EXTRACTED INFORMATION –
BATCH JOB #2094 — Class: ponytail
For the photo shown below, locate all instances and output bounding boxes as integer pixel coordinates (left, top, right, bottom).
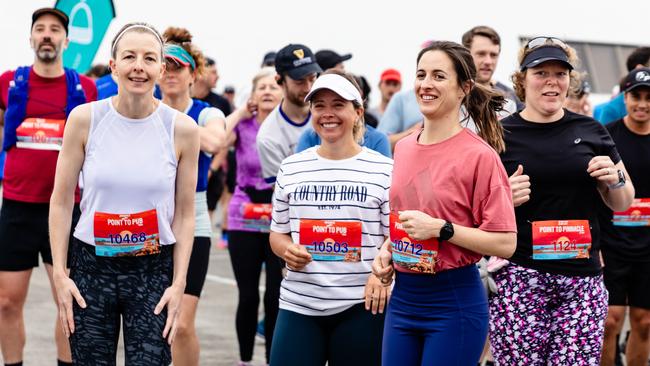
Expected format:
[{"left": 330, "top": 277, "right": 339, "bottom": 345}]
[
  {"left": 464, "top": 83, "right": 506, "bottom": 153},
  {"left": 418, "top": 41, "right": 507, "bottom": 153}
]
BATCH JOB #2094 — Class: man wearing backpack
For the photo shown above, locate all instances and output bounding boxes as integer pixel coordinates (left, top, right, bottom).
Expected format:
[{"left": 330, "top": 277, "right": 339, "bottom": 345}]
[{"left": 0, "top": 8, "right": 96, "bottom": 366}]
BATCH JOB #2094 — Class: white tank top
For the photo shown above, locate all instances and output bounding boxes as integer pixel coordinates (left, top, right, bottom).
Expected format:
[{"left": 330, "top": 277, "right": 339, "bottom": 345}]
[{"left": 74, "top": 98, "right": 179, "bottom": 246}]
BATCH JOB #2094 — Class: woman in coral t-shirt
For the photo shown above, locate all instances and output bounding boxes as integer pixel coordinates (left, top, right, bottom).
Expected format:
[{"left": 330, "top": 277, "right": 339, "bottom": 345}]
[{"left": 373, "top": 41, "right": 517, "bottom": 366}]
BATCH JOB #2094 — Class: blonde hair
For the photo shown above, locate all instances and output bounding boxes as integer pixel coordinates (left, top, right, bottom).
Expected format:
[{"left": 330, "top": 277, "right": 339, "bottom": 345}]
[
  {"left": 512, "top": 42, "right": 581, "bottom": 103},
  {"left": 318, "top": 69, "right": 366, "bottom": 144},
  {"left": 111, "top": 22, "right": 163, "bottom": 59},
  {"left": 251, "top": 67, "right": 278, "bottom": 92}
]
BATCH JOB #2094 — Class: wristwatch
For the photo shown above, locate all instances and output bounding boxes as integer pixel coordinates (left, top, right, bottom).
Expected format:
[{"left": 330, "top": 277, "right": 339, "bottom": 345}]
[
  {"left": 608, "top": 169, "right": 626, "bottom": 190},
  {"left": 439, "top": 221, "right": 454, "bottom": 241}
]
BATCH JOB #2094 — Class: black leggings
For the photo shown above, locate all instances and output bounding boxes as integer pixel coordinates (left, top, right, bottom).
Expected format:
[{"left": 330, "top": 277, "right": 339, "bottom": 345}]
[
  {"left": 228, "top": 230, "right": 283, "bottom": 363},
  {"left": 69, "top": 239, "right": 173, "bottom": 366}
]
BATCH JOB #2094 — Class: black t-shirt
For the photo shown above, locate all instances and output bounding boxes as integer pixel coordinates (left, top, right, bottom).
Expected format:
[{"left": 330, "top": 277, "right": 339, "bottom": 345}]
[
  {"left": 500, "top": 110, "right": 620, "bottom": 277},
  {"left": 201, "top": 91, "right": 232, "bottom": 116},
  {"left": 599, "top": 119, "right": 650, "bottom": 261}
]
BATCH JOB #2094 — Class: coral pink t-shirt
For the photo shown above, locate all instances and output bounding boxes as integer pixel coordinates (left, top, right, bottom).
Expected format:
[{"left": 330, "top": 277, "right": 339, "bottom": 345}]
[{"left": 391, "top": 128, "right": 516, "bottom": 273}]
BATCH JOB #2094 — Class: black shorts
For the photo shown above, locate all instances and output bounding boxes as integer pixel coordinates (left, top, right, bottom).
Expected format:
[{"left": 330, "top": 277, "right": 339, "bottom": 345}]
[
  {"left": 0, "top": 198, "right": 80, "bottom": 271},
  {"left": 184, "top": 236, "right": 211, "bottom": 297},
  {"left": 603, "top": 252, "right": 650, "bottom": 309}
]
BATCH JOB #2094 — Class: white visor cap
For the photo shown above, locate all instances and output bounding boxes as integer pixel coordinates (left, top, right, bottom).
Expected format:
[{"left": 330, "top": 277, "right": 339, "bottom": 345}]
[{"left": 304, "top": 74, "right": 363, "bottom": 106}]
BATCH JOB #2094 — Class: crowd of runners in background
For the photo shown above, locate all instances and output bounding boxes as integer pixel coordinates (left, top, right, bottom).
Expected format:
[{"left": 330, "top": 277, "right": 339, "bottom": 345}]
[{"left": 0, "top": 6, "right": 650, "bottom": 366}]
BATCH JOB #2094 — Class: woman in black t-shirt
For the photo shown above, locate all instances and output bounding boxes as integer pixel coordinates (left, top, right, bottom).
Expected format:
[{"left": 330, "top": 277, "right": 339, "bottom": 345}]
[{"left": 488, "top": 37, "right": 635, "bottom": 366}]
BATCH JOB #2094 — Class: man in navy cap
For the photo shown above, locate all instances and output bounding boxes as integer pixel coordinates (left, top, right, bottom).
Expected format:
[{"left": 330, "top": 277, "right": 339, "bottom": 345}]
[{"left": 256, "top": 44, "right": 322, "bottom": 184}]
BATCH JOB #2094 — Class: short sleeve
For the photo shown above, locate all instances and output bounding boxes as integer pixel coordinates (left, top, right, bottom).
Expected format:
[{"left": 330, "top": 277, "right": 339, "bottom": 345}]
[
  {"left": 472, "top": 151, "right": 517, "bottom": 232},
  {"left": 198, "top": 107, "right": 226, "bottom": 127},
  {"left": 378, "top": 92, "right": 404, "bottom": 135},
  {"left": 271, "top": 167, "right": 291, "bottom": 233},
  {"left": 367, "top": 128, "right": 392, "bottom": 158},
  {"left": 295, "top": 129, "right": 319, "bottom": 153},
  {"left": 380, "top": 176, "right": 391, "bottom": 238},
  {"left": 595, "top": 121, "right": 621, "bottom": 165},
  {"left": 256, "top": 133, "right": 285, "bottom": 184},
  {"left": 594, "top": 94, "right": 625, "bottom": 125}
]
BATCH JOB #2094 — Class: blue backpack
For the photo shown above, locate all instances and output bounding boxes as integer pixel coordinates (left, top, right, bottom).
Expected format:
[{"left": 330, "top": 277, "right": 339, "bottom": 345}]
[
  {"left": 187, "top": 99, "right": 212, "bottom": 192},
  {"left": 3, "top": 66, "right": 86, "bottom": 151}
]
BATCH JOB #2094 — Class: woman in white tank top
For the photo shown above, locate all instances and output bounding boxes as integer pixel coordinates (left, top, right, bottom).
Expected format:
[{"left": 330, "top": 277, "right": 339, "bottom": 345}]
[{"left": 49, "top": 22, "right": 199, "bottom": 365}]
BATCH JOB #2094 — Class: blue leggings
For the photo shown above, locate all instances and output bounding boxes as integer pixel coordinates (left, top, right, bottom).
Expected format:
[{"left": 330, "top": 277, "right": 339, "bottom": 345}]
[{"left": 382, "top": 265, "right": 488, "bottom": 366}]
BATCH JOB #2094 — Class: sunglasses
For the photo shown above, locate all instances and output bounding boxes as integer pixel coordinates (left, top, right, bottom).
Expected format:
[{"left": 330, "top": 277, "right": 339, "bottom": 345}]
[
  {"left": 164, "top": 58, "right": 187, "bottom": 71},
  {"left": 524, "top": 37, "right": 568, "bottom": 50}
]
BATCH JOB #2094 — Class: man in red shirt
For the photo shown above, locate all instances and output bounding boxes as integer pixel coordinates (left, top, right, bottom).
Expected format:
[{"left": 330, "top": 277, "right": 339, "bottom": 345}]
[{"left": 0, "top": 8, "right": 97, "bottom": 366}]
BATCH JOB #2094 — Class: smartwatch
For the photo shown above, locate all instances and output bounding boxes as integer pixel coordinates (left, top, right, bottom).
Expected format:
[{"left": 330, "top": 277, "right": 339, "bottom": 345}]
[
  {"left": 608, "top": 169, "right": 626, "bottom": 190},
  {"left": 439, "top": 220, "right": 454, "bottom": 241}
]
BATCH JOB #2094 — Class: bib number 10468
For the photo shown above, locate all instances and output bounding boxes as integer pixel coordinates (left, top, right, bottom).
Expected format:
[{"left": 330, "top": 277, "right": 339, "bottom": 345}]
[{"left": 93, "top": 209, "right": 160, "bottom": 257}]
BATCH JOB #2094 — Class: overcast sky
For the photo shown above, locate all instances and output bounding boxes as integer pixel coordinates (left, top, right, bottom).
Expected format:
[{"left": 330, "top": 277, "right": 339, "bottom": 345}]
[{"left": 1, "top": 0, "right": 647, "bottom": 105}]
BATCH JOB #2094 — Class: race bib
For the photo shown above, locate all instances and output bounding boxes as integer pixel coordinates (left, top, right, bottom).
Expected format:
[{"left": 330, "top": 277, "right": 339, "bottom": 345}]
[
  {"left": 93, "top": 209, "right": 160, "bottom": 257},
  {"left": 532, "top": 220, "right": 591, "bottom": 260},
  {"left": 16, "top": 118, "right": 65, "bottom": 151},
  {"left": 242, "top": 203, "right": 272, "bottom": 233},
  {"left": 613, "top": 198, "right": 650, "bottom": 227},
  {"left": 390, "top": 212, "right": 439, "bottom": 274},
  {"left": 299, "top": 220, "right": 362, "bottom": 262}
]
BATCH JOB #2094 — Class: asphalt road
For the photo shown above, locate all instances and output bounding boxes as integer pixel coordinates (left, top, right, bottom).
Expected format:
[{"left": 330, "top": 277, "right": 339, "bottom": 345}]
[{"left": 18, "top": 241, "right": 267, "bottom": 365}]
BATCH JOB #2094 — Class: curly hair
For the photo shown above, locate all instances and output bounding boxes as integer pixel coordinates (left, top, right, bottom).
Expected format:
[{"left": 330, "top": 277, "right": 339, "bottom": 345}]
[
  {"left": 511, "top": 41, "right": 581, "bottom": 103},
  {"left": 162, "top": 27, "right": 206, "bottom": 77}
]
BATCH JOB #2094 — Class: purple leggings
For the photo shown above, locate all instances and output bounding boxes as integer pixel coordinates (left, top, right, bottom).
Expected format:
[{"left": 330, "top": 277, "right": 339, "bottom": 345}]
[{"left": 489, "top": 263, "right": 608, "bottom": 366}]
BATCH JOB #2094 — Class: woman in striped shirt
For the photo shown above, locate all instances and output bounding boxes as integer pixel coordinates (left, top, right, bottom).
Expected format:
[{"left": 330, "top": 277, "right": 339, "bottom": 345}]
[{"left": 269, "top": 69, "right": 392, "bottom": 366}]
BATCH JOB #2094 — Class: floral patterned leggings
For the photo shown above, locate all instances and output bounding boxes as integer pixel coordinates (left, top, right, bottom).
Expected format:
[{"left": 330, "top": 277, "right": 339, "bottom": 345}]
[{"left": 488, "top": 263, "right": 608, "bottom": 366}]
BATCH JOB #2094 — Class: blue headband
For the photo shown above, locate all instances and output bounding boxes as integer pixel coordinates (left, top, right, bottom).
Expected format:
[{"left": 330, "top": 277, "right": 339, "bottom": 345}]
[{"left": 164, "top": 44, "right": 196, "bottom": 70}]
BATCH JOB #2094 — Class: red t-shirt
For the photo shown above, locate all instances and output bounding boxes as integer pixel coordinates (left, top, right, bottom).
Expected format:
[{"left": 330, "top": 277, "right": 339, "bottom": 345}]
[
  {"left": 0, "top": 68, "right": 97, "bottom": 203},
  {"left": 391, "top": 128, "right": 516, "bottom": 273}
]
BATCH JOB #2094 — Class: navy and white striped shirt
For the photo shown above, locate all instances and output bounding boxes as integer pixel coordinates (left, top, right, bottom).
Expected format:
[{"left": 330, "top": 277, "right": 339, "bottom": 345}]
[{"left": 271, "top": 147, "right": 392, "bottom": 316}]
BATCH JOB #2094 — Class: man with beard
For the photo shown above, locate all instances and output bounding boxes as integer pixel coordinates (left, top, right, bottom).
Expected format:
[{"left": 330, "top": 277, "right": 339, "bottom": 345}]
[
  {"left": 256, "top": 44, "right": 321, "bottom": 183},
  {"left": 0, "top": 8, "right": 96, "bottom": 366}
]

PROMPT – Your reply must be one number, namely the count of lines above that hold the string "striped".

EXERCISE OUTPUT – 2